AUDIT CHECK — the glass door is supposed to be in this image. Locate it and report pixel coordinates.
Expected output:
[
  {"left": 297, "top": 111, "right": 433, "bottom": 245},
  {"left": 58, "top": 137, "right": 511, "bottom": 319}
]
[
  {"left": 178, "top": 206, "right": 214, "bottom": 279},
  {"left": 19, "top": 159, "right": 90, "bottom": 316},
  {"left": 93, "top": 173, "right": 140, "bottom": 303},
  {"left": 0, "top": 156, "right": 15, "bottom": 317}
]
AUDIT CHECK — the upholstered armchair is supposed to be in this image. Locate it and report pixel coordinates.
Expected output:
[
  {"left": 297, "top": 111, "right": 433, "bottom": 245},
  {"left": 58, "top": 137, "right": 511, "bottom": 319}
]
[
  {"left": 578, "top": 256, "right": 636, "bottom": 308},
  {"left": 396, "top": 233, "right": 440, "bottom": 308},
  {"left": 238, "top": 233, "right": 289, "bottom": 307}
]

***

● PROBLEM TO SOLVE:
Can you write out every line again, requests included, from the line containing "AUDIT CHECK — the upholstered" through the end of the items, adding 13 to each coordinate in the answers only?

● CORRECT ANSWER:
AUDIT CHECK — the upholstered armchair is supposed to be in this image. Locate it and report pixel coordinates.
Expected output:
[
  {"left": 297, "top": 111, "right": 433, "bottom": 245},
  {"left": 58, "top": 137, "right": 511, "bottom": 319}
]
[
  {"left": 591, "top": 269, "right": 649, "bottom": 321},
  {"left": 409, "top": 246, "right": 453, "bottom": 321},
  {"left": 251, "top": 246, "right": 302, "bottom": 320}
]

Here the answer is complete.